* **WHAT YOU SHOULD DO**
Gather every line in the records below that contains the string "emblem". Letter case counts.

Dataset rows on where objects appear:
----

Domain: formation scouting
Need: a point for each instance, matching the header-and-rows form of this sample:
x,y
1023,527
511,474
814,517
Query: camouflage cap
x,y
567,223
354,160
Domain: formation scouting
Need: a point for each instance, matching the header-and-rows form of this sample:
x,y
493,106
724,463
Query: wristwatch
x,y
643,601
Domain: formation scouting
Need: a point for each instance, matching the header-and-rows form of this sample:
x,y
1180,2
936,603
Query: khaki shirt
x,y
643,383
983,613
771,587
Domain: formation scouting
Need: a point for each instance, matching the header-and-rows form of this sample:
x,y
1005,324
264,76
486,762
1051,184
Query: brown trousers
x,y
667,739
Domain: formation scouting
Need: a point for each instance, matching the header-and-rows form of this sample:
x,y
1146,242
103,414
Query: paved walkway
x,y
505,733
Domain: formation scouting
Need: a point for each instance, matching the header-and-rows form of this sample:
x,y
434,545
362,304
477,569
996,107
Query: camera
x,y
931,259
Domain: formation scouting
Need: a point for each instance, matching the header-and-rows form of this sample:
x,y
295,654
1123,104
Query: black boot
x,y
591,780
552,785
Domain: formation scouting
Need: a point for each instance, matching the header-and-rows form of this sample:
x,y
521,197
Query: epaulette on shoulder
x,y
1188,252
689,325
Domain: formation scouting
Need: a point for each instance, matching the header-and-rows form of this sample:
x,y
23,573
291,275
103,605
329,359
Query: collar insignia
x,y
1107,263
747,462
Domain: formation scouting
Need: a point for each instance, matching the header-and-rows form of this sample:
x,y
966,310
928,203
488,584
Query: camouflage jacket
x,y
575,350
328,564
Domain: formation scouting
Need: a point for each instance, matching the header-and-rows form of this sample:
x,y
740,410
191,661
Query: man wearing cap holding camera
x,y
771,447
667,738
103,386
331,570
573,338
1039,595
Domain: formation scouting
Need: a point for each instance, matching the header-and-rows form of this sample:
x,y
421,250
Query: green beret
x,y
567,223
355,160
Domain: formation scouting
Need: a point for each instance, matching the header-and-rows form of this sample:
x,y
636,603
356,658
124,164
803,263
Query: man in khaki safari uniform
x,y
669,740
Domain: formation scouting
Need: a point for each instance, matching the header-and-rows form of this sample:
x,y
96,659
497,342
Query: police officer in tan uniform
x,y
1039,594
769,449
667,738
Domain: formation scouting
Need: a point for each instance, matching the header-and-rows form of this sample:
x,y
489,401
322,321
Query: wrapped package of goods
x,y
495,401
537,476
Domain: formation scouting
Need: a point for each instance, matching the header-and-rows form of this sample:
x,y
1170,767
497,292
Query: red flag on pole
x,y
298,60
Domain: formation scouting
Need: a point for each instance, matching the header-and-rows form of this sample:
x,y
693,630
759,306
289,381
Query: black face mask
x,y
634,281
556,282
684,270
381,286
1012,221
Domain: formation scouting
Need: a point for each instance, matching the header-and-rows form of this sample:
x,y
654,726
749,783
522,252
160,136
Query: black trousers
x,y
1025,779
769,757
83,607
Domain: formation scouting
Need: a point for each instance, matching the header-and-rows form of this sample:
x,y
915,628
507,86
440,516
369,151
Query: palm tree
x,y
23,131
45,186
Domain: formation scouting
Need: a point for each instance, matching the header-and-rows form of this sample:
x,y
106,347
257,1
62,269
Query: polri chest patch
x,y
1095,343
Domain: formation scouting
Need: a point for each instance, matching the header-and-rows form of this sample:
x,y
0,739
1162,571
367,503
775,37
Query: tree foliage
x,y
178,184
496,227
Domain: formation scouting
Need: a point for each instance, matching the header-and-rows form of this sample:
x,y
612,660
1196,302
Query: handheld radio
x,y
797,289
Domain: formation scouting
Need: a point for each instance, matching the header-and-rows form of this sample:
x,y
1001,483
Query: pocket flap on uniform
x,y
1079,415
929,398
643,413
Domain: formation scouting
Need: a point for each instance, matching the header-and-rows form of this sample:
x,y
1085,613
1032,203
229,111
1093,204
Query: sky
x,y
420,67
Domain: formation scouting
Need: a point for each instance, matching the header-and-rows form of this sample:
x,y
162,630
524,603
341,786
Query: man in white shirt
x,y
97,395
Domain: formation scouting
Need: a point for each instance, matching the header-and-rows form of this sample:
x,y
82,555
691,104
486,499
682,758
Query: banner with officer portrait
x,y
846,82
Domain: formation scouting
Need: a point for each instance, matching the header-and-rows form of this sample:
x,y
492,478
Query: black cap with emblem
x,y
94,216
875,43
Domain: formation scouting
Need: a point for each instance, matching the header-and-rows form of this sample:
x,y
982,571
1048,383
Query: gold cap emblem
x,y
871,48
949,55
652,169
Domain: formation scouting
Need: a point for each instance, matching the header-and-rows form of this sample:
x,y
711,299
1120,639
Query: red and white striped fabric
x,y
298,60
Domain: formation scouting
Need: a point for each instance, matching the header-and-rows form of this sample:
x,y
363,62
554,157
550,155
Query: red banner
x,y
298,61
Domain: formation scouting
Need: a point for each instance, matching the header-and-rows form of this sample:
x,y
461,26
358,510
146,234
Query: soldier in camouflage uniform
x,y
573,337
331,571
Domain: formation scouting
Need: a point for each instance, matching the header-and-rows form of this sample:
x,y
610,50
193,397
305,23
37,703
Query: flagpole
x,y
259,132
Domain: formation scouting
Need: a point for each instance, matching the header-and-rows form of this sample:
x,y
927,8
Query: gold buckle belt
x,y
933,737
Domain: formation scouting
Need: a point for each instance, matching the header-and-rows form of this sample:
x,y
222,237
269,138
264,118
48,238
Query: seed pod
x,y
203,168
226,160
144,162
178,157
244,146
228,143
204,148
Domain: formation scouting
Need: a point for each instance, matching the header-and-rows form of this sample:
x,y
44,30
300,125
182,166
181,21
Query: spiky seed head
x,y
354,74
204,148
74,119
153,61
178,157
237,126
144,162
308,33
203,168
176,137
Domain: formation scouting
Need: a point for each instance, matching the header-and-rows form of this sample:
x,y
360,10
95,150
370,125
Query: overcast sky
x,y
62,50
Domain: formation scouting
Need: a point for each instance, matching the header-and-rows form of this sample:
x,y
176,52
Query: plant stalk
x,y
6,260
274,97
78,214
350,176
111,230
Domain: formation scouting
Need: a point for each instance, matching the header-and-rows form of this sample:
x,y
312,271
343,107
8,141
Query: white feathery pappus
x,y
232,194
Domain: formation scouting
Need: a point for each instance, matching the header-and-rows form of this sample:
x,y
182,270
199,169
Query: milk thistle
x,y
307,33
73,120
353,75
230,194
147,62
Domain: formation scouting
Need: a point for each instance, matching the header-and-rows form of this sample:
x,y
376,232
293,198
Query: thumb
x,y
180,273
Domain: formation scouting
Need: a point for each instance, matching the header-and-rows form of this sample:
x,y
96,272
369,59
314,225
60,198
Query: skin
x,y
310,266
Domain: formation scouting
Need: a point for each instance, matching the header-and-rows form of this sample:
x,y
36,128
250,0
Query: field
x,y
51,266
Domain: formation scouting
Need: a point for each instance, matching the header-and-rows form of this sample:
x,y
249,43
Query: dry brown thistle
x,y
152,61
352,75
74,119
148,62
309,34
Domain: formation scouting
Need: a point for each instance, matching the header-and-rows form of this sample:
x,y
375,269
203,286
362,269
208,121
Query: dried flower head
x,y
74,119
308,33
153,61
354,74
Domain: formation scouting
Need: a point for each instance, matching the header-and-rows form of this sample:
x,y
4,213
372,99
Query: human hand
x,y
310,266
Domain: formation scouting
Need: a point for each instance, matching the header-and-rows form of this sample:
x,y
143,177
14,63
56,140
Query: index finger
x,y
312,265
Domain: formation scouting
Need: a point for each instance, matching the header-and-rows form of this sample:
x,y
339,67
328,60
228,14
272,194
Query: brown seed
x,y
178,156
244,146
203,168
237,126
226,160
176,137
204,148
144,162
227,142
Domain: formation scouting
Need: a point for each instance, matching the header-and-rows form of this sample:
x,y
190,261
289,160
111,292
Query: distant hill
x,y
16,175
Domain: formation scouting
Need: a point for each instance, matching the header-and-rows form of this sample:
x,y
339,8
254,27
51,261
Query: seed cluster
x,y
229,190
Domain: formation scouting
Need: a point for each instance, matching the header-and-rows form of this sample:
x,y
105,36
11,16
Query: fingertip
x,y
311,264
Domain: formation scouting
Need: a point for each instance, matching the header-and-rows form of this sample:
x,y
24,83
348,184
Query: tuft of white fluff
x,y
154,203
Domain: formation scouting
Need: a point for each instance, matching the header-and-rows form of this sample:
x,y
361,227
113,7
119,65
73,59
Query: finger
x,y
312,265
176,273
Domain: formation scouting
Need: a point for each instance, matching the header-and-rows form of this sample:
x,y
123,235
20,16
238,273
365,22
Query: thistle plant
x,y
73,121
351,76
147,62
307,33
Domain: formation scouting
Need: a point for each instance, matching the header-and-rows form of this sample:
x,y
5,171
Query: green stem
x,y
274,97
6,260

----

* **OUTPUT OF THE TASK**
Query: black cap with emblem
Query: gold cap emblem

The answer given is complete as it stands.